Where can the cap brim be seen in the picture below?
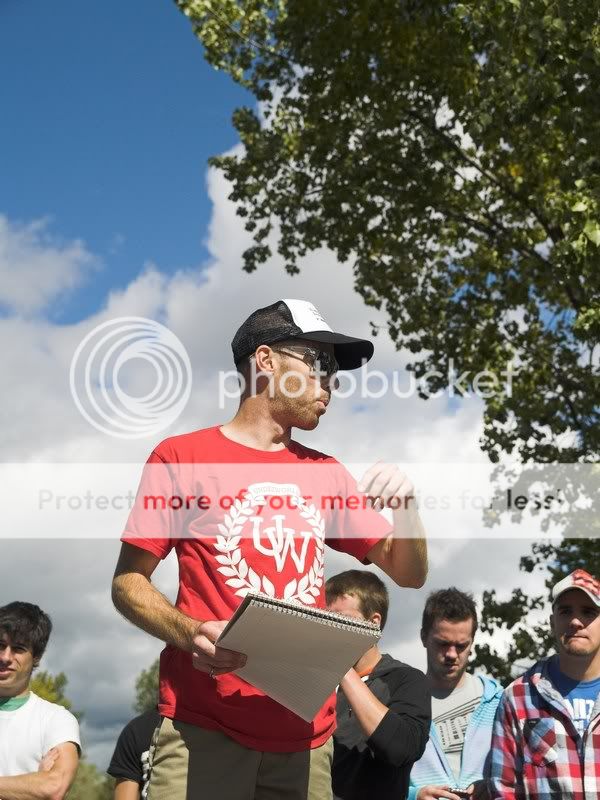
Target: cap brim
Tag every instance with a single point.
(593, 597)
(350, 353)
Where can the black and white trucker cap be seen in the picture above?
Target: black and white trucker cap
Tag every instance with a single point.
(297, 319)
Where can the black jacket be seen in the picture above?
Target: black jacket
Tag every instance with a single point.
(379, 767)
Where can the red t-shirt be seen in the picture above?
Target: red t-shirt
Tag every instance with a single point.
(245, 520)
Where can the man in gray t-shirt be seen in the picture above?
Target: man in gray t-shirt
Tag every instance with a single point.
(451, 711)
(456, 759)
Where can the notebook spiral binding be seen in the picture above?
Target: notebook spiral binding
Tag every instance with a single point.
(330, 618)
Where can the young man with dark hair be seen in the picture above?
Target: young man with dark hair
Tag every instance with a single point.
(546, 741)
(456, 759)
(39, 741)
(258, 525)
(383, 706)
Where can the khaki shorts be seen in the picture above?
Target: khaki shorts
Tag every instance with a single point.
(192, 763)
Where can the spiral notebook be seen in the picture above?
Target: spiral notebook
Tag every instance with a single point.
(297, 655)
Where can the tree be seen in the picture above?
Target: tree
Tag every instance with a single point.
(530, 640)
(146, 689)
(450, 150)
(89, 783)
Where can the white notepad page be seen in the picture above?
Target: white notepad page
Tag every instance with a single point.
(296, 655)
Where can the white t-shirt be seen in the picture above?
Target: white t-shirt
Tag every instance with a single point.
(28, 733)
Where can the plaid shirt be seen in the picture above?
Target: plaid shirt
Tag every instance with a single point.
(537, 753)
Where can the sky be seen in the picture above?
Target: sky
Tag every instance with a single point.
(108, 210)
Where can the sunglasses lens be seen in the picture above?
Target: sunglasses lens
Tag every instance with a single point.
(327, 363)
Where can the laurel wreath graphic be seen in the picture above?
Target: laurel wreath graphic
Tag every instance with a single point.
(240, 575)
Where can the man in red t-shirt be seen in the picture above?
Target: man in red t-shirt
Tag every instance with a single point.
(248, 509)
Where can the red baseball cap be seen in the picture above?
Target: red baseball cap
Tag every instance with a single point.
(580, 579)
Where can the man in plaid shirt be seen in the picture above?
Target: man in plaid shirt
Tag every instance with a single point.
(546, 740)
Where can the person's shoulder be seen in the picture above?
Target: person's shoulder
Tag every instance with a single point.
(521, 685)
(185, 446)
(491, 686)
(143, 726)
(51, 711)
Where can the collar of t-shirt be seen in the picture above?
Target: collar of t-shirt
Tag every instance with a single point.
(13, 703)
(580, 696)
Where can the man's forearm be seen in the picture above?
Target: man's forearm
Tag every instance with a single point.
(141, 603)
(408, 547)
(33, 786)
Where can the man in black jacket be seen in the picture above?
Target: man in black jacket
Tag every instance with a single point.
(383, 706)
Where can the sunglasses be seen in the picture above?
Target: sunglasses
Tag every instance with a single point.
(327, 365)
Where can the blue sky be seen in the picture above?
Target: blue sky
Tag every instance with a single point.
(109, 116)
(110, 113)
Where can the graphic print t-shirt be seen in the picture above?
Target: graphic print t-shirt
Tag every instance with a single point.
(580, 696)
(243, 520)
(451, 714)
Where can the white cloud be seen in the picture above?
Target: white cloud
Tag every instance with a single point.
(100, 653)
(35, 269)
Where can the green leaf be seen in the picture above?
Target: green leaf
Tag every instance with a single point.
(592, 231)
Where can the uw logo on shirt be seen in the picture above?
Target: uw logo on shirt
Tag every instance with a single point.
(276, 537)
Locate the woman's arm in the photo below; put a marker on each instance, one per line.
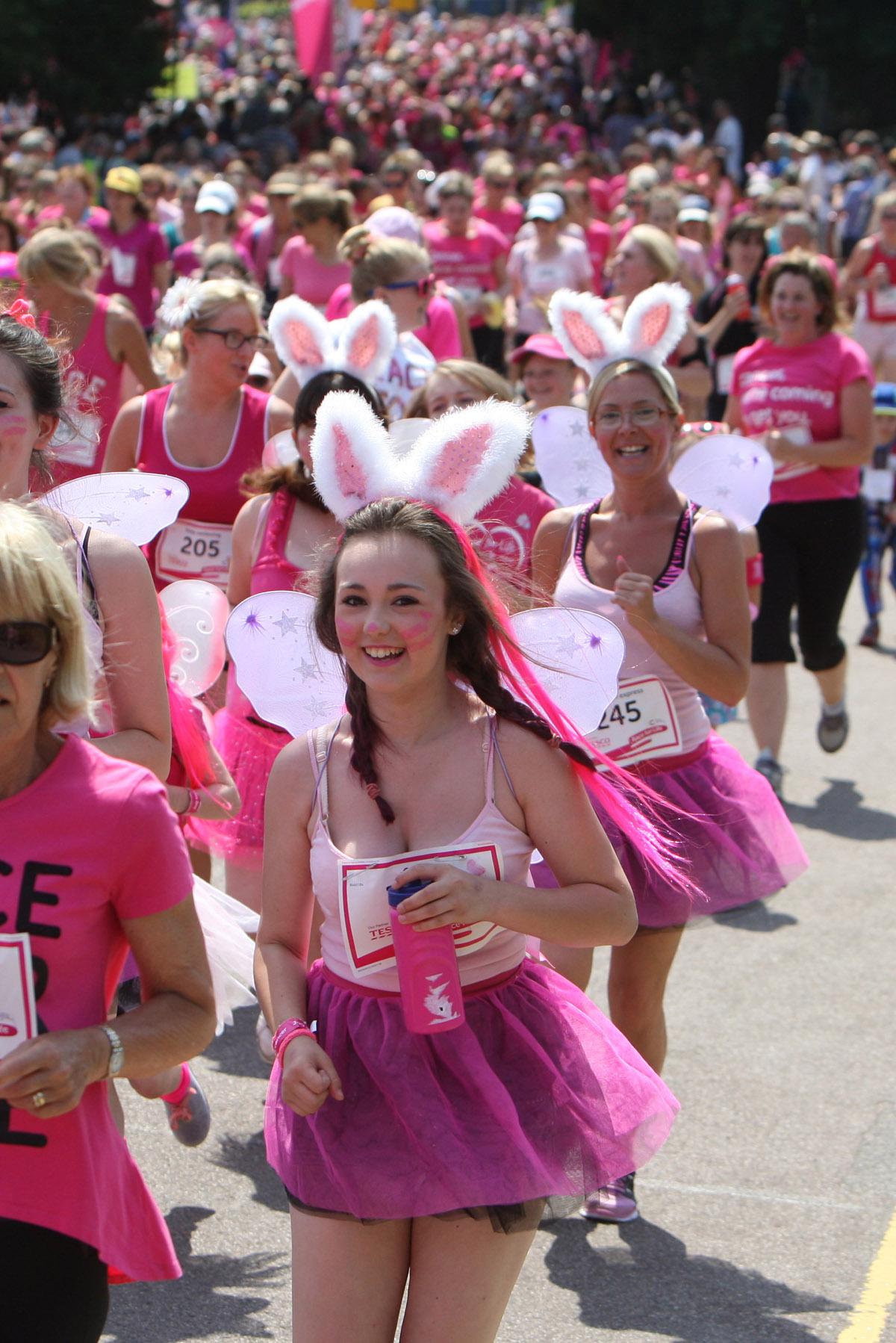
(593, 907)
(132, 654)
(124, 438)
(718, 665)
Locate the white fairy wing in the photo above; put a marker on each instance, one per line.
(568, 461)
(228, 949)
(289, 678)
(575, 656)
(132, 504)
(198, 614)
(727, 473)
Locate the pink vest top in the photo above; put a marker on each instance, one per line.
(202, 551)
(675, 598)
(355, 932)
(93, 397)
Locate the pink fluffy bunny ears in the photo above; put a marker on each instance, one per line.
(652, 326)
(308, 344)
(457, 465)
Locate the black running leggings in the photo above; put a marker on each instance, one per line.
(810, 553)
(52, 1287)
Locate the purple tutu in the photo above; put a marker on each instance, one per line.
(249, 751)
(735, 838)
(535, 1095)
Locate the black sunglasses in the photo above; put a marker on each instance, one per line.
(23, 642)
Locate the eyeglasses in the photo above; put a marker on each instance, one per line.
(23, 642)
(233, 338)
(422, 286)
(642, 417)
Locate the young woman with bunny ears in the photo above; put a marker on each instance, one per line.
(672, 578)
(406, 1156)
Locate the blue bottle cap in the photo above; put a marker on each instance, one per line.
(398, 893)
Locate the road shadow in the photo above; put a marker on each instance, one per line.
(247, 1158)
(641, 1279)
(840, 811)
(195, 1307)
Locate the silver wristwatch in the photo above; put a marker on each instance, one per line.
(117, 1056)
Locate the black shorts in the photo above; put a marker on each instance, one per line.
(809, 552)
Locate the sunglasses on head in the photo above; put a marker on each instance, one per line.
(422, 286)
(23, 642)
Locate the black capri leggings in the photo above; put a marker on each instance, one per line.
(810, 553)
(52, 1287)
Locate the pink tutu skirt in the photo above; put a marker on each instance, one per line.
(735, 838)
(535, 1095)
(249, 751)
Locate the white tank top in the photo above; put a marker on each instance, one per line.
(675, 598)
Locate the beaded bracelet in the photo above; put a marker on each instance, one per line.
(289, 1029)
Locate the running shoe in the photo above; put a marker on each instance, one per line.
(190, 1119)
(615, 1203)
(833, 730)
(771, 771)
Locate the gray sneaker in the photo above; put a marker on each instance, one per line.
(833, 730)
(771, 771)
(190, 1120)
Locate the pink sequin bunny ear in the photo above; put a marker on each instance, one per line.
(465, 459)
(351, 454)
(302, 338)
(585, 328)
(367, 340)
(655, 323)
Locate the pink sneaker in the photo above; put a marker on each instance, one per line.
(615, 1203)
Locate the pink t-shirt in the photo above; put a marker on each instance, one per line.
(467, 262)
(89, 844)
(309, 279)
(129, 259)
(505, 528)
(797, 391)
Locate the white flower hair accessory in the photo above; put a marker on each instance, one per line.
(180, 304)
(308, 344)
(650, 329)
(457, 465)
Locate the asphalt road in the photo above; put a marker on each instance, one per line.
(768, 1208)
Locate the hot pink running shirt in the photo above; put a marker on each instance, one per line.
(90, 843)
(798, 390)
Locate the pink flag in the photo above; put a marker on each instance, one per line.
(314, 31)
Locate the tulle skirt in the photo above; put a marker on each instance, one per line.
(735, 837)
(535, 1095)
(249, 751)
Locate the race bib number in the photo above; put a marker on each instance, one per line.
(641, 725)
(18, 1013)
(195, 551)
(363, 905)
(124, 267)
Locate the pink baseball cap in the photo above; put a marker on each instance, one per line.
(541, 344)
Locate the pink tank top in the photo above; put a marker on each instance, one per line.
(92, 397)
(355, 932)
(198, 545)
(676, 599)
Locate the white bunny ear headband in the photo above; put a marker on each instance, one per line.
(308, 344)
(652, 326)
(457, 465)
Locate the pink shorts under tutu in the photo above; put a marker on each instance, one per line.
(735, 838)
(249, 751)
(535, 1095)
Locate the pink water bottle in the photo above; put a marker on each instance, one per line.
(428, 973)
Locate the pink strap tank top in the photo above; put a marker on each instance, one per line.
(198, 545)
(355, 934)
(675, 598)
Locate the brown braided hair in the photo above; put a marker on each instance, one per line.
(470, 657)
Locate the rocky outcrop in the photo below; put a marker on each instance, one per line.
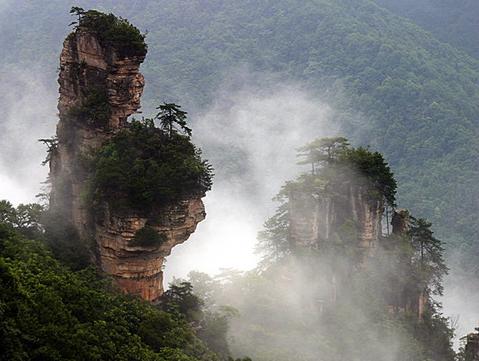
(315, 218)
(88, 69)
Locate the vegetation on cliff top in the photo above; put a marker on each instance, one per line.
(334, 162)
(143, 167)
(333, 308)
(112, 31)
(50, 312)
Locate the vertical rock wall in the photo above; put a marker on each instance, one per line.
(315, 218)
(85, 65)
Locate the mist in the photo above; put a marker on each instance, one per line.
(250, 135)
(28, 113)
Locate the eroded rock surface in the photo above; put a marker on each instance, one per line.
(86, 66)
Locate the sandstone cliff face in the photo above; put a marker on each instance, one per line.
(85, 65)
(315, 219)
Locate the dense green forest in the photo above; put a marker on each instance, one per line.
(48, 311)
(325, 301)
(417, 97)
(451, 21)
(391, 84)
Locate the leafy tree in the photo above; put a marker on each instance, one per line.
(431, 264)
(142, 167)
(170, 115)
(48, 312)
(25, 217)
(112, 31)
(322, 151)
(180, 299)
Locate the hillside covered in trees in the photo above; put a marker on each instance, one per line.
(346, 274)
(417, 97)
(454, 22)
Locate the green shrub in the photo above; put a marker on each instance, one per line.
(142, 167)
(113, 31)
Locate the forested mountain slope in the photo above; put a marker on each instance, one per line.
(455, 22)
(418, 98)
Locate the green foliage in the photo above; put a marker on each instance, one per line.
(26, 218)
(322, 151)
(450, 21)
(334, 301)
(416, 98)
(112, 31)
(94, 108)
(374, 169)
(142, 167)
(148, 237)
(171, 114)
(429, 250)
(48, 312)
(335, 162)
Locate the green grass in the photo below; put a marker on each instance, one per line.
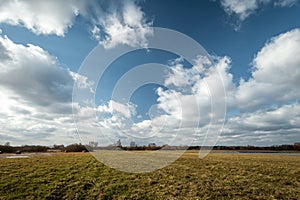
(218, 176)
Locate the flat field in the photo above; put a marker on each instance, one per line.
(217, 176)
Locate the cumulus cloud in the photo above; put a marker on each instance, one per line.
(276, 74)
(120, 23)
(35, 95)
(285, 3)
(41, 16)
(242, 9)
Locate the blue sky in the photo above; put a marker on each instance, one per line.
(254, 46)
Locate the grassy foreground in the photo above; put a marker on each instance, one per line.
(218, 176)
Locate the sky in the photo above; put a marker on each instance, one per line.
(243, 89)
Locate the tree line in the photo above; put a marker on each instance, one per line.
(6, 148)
- - -
WHAT YOU WILL DO — Each line containing the word "shoulder" must be pulled from the listing and copied.

ANSWER SPACE —
Where can the person's shoulder be seen in the picture above?
Target: person's shoulder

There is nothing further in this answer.